# Dataset extract:
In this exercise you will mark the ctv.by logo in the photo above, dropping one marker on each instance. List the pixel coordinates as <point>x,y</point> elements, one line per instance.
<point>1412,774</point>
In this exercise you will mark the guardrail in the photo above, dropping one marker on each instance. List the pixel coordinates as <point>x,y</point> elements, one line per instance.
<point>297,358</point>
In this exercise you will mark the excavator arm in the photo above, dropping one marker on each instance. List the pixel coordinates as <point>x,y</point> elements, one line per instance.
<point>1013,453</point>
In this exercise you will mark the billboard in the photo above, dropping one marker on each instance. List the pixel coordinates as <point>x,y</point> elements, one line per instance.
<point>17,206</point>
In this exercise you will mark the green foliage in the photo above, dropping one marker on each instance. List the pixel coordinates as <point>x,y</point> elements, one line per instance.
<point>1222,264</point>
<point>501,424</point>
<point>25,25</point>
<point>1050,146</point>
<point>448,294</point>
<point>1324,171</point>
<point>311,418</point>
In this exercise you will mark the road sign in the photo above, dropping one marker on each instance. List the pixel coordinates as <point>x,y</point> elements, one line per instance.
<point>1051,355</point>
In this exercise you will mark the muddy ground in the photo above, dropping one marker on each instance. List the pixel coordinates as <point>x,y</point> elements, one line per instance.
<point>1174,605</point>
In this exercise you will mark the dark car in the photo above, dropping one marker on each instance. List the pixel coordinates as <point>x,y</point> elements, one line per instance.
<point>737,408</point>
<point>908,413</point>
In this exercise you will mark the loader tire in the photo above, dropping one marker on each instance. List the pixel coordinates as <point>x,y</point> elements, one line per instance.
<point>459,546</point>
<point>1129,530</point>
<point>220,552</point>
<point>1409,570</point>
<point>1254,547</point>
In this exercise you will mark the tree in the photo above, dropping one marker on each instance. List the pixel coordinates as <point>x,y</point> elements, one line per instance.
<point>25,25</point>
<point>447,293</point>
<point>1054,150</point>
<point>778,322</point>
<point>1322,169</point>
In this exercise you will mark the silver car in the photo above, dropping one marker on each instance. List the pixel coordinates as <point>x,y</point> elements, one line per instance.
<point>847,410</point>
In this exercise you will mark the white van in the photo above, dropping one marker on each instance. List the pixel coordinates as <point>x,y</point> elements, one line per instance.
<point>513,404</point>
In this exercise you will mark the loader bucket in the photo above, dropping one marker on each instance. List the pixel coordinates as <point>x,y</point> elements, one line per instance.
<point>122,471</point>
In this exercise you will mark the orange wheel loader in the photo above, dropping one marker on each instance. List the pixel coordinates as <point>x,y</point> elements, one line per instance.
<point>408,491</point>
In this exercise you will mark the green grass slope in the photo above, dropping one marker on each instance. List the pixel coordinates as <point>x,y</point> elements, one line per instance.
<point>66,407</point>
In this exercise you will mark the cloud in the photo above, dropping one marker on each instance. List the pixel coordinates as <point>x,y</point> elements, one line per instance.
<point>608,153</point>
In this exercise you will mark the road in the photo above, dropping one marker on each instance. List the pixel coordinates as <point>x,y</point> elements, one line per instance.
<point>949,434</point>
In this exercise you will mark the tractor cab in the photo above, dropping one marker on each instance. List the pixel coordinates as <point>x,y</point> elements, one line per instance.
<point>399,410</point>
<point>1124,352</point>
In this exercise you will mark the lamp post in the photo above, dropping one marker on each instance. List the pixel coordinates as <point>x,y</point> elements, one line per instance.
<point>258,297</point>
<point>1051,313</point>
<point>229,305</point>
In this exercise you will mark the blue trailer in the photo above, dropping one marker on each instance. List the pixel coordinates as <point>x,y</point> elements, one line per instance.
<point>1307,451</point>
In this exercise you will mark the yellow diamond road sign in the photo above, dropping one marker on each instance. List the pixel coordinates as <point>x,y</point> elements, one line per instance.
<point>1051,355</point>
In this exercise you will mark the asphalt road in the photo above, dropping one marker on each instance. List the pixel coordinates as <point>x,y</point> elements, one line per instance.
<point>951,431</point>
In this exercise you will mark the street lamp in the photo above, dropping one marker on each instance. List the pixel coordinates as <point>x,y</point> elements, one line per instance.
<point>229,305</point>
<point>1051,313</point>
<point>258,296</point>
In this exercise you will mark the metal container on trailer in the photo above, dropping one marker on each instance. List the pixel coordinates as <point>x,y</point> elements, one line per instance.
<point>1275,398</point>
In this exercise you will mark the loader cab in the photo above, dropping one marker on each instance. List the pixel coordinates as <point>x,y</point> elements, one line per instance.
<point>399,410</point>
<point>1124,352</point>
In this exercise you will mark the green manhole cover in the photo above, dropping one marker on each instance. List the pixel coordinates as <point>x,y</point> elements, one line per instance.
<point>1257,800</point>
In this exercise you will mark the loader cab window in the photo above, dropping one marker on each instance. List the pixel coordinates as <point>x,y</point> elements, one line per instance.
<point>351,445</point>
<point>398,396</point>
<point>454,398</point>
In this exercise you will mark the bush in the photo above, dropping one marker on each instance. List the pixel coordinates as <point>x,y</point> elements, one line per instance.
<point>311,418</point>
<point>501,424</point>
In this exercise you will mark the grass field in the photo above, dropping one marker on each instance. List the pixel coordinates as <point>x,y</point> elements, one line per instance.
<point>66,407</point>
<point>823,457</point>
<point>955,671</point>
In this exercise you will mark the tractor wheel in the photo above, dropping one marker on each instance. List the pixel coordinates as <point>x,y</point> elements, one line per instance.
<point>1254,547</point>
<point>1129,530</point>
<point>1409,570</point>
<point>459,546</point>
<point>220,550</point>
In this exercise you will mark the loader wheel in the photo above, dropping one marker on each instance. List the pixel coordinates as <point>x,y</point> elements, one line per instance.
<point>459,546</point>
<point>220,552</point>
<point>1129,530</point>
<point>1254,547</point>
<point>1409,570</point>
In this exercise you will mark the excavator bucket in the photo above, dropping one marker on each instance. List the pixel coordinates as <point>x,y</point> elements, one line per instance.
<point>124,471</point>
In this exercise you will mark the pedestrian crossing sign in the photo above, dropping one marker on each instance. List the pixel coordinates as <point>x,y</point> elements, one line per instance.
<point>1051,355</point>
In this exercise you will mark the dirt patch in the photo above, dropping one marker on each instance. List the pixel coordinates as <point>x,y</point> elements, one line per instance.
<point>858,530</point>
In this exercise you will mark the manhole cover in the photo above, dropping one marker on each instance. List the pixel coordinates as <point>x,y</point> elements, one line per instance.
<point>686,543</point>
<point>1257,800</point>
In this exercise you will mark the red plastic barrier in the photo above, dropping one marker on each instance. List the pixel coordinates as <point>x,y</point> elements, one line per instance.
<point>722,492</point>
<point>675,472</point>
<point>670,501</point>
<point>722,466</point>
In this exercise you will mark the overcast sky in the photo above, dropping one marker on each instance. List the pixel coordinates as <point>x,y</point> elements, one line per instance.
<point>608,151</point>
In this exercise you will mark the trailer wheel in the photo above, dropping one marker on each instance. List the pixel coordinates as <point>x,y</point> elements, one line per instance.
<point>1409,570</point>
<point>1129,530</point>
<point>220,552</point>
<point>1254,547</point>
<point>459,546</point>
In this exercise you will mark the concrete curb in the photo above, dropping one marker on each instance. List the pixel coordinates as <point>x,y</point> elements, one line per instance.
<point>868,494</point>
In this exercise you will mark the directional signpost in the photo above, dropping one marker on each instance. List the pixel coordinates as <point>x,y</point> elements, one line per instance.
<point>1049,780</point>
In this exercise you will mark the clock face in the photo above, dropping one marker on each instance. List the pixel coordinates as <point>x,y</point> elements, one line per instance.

# Problem to work on:
Write out the part that opens with the line containing "In this exercise you will mark the green grass" and closes with the line containing "<point>608,153</point>", both lines included, keeping the requests as they are. In the answers, multiply every coordinate by 2.3 and round each result to a whole number, with halves rounded up.

# Answer to the problem:
In this exercise you will mark the green grass slope in the photo above, dropping one marker on each instance. List the pixel coordinates as <point>x,y</point> elements, one line per instance.
<point>152,936</point>
In this exercise you will mark the cloud in the photo above, dropping one marker on each instance. List the pixel coordinates as <point>x,y</point> elements, one line per instance.
<point>1398,352</point>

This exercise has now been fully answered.